[start of Excerpt provided]

Parameterized Kinetic Functionals#

This example illustrates how we can extend the kinetic functional template class, KineticFunctional, to create parameterized functionals (e.g. neural network functionals), which can be fitted to data.

\(\mu\) TF + \(\lambda\) vW Functional and Linear Response Fitting#

Let us start with a simple example to show how the KineticFunctional class can be used to define the \(\mu\) TF + \(\lambda\) vW functional.

class TFvW(KineticFunctional):

    def __init__(self, init_args=None):
        super().__init__()
        # init_args is a tuple
        if init_args is None:
            mu, lamb = 1, 1  # defauts to TF + vW
        else:
            mu, lamb = init_args
        # make µ and λ trainable parameters
        self.mu = torch.nn.Parameter(torch.tensor([mu], dtype=torch.double, device=self.device))
        self.lamb = torch.nn.Parameter(torch.tensor([lamb], dtype=torch.double, device=self.device))
        self.initialize()

    def forward(self, box_vecs, den):
        return self.mu * Weizsaecker(box_vecs, den) + self.lamb * ThomasFermi(box_vecs, den)

Now let us use the get_inv_G() utility function to fit the (\(\mu\), \(\lambda\)) parameters to reproduce the Lindhard function. (A simpler example of how the get_inv_G() function can be used can be found here.)

shape = (61, 61, 61)
box_vecs = 8 * torch.eye(3, dtype=torch.double)
den = torch.ones(shape, dtype=torch.double)

# compute Lindhard response function
eta, G_inv_lind = G_inv_lindhard(box_vecs, den)

# initialize µ TF + λ vW functional
TFvW_train = TFvW()
# set its parameters to have requires_grad = True to make them trainable
TFvW_train.param_grad(True)

print('Initial (µ, λ) = ({:.5g}, {:.5g})\n'.format(TFvW_train.mu.item(), TFvW_train.lamb.item()))

[end of Excerpt provided]

→ Description of the task:
Continue the tutorial on parameterized kinetic functionals above, starting right after the line that prints the initial (µ, λ) values.

[start of Stored rows]

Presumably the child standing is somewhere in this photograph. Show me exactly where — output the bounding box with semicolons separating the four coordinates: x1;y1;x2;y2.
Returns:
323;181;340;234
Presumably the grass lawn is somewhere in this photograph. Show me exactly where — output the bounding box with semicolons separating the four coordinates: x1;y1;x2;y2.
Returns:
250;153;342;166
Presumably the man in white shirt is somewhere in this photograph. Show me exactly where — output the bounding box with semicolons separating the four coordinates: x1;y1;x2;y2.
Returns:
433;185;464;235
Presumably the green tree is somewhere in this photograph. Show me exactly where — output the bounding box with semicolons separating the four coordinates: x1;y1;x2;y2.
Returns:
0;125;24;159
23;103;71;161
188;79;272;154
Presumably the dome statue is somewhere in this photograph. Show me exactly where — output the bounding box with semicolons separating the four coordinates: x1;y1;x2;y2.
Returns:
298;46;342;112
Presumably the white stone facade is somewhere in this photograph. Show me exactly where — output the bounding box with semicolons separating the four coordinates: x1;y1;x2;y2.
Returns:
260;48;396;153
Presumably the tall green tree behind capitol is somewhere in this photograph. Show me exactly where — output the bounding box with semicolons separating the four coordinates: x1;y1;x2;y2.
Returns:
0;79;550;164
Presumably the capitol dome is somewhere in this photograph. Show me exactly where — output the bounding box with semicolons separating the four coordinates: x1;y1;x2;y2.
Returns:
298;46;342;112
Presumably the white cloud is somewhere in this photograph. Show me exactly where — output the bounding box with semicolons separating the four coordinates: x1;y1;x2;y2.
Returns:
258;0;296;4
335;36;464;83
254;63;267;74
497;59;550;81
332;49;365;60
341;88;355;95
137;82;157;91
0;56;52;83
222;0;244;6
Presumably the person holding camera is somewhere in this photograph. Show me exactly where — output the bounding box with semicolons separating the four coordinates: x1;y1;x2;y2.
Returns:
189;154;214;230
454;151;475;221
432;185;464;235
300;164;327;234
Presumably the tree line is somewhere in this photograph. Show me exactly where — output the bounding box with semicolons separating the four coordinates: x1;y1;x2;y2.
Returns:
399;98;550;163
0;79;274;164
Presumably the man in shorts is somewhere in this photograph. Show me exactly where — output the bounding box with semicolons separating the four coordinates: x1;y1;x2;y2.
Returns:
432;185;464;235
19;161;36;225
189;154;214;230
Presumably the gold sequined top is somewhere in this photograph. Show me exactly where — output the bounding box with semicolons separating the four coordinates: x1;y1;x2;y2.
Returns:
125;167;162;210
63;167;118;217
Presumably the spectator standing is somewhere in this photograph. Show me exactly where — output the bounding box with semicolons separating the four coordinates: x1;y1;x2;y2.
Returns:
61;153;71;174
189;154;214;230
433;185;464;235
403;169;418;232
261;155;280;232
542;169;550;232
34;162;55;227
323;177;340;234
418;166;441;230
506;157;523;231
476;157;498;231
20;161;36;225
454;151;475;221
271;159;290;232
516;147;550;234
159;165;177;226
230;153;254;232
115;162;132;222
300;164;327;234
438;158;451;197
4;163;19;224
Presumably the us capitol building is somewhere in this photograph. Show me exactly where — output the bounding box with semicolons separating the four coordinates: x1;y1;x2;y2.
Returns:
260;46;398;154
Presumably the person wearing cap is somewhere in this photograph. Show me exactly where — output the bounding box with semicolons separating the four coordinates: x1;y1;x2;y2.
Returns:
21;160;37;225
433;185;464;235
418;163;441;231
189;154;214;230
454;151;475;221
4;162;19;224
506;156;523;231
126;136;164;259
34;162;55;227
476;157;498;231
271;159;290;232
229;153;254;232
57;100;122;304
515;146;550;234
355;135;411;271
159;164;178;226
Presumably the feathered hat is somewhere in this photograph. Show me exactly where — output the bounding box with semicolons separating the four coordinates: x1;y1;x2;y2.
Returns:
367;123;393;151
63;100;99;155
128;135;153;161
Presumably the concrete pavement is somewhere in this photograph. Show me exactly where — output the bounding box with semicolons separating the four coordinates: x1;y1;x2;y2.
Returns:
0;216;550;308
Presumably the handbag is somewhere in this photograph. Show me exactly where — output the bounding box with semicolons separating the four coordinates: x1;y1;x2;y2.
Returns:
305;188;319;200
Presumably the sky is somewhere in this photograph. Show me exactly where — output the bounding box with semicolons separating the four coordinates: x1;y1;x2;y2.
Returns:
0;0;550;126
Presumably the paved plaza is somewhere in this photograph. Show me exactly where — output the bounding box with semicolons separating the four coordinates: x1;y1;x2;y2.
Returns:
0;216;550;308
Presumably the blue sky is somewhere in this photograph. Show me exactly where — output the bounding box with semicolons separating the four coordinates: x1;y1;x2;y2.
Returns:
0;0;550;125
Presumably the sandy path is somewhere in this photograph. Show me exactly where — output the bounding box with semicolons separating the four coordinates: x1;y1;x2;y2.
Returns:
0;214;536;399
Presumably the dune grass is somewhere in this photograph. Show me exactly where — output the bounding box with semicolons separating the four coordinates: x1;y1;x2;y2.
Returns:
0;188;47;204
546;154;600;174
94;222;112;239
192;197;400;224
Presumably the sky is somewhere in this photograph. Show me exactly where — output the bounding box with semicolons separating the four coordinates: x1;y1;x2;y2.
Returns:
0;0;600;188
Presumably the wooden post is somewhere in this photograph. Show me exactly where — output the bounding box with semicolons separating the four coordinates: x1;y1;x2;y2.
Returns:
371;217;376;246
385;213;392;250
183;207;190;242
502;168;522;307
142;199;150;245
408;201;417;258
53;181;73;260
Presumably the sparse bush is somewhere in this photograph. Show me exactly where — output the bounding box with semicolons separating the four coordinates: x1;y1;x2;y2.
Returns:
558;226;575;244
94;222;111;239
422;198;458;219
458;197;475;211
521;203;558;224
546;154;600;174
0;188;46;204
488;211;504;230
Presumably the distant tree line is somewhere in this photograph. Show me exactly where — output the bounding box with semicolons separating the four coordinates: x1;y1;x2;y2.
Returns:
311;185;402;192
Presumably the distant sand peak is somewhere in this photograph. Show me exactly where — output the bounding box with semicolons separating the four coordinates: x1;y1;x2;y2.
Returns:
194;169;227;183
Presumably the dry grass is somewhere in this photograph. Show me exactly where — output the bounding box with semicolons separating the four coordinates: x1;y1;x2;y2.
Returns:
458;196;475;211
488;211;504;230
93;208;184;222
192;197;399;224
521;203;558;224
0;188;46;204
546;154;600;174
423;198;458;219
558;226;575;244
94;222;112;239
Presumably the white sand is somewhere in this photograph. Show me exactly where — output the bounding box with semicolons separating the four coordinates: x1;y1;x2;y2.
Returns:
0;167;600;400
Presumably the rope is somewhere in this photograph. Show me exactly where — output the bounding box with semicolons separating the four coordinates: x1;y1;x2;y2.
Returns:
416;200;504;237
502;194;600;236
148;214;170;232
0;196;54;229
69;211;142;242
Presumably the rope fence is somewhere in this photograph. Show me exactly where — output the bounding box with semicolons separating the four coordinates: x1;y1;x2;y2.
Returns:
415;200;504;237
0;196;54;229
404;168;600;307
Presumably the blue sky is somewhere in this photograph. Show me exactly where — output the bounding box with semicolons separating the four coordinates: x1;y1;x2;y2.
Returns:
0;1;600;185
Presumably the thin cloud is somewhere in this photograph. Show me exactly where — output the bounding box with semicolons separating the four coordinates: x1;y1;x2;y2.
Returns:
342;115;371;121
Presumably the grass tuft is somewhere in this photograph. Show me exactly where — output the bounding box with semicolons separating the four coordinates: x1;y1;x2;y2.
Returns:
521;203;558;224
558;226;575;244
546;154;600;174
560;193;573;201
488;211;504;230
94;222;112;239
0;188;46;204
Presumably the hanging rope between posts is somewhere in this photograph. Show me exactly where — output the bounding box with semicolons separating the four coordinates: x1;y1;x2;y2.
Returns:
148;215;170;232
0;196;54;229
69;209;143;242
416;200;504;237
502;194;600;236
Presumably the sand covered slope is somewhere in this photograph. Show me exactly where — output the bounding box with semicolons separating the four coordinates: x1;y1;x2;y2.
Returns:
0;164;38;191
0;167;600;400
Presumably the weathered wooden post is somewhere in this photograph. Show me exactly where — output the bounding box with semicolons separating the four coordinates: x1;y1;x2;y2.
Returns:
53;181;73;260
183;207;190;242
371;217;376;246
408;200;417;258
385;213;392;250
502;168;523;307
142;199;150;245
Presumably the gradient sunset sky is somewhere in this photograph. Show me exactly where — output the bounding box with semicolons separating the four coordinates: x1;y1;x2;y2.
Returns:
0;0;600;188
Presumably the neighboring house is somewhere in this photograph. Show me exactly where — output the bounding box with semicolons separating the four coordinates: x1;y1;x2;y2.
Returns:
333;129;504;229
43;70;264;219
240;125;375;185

[end of Stored rows]

→ Output of the task:
for i in range(20):
    eta, G_inv = get_inv_G(box_vecs, den, TFvW_train.forward, requires_grad=True)
    # computes the loss function and performs optimization to minimize it
    loss = TFvW_train.grid_error(G_inv_lind, G_inv)  # these are inherited helper functions from the
    TFvW_train.update_params(loss)                           # KineticFunctional class to facilitate training
    print('Epoch = {}, Loss = {:.5g}'.format(i, loss.item()))

TFvW_train.param_grad(False)

print('\nOptimized (µ, λ) = ({:.5g}, {:.5g})'.format(TFvW_train.mu.item(), TFvW_train.lamb.item()))

eta, G_inv_opt = get_inv_G(box_vecs, den, TFvW_train.forward)

# make plot to compare against Lindhard response
plt.rc('font', family='serif')
plt.subplots(figsize=(5, 4))

plt.plot(eta[0, 0, :], G_inv_lind[0, 0, :], '-k')
plt.plot(eta[0, 0, :], G_inv_opt[0, 0, :], '--r')

plt.xlim([0, eta[0, 0, -1]])
plt.ylim([0, 1.05])

plt.xlabel(r'$\eta$', fontsize=12)
plt.ylabel(r'$G^{-1}(\eta)$', fontsize=12)
plt.xticks(fontsize=12)
plt.yticks(fontsize=12)

labels = ['Lindhard', r'Optimized $\mu$TF + $\lambda$vW']
plt.legend(labels=labels, loc="upper right", borderaxespad=0.4, ncol=1, prop={'size': 12})

plt.tight_layout()
plt.show()

This results in

Initial (µ, λ) = (1, 1)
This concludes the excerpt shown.